**Problem to work on:** Output consists of the line that contains "Ground large boulder" plus every later line of the material below, each one duplicated exactly.

**Entries shown:**
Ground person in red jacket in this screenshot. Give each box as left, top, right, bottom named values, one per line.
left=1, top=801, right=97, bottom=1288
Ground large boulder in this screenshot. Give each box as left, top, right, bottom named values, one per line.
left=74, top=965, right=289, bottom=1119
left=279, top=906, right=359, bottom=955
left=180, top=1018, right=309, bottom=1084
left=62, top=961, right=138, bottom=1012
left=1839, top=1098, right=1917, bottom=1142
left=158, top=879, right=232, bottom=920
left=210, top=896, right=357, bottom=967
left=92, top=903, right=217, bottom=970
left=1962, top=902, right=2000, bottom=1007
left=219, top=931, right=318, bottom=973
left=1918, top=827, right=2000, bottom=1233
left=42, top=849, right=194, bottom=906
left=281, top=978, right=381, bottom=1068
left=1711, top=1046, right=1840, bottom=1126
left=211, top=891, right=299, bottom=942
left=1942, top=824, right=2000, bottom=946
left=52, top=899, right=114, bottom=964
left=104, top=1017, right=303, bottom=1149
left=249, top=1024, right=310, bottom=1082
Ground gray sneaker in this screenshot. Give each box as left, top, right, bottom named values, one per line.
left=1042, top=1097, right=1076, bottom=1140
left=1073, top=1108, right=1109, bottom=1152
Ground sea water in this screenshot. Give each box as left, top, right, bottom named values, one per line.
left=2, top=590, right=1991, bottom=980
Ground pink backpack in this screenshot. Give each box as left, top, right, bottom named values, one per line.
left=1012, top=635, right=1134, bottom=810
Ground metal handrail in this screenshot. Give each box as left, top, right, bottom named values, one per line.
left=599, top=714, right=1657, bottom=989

**Output for this exercise:**
Ground large boulder in this screenshot. Give each box as left, top, right, bottom named values, one per line.
left=74, top=965, right=289, bottom=1119
left=279, top=906, right=359, bottom=955
left=180, top=1018, right=309, bottom=1084
left=62, top=961, right=138, bottom=1012
left=1839, top=1098, right=1917, bottom=1142
left=158, top=879, right=232, bottom=920
left=210, top=896, right=357, bottom=967
left=92, top=903, right=217, bottom=970
left=1962, top=902, right=2000, bottom=1007
left=219, top=931, right=318, bottom=973
left=1918, top=827, right=2000, bottom=1233
left=42, top=849, right=194, bottom=906
left=281, top=978, right=381, bottom=1068
left=1711, top=1046, right=1840, bottom=1126
left=211, top=891, right=299, bottom=942
left=1942, top=824, right=2000, bottom=946
left=52, top=899, right=114, bottom=964
left=104, top=1017, right=303, bottom=1149
left=249, top=1024, right=310, bottom=1082
Ground gray sneaker in this screenshot. Give each box as left, top, right, bottom named values, one per line.
left=1042, top=1097, right=1076, bottom=1140
left=1073, top=1108, right=1109, bottom=1152
Ground sea water in this screenshot. Give each box as left, top, right, bottom named values, one per line.
left=2, top=590, right=1991, bottom=980
Ground pink backpack in this screenshot. Give each box as left, top, right, bottom named values, one per line.
left=1012, top=635, right=1134, bottom=810
Ground metal handrail in this screenshot. Give each box as left, top, right, bottom named values, one per line.
left=599, top=714, right=1657, bottom=989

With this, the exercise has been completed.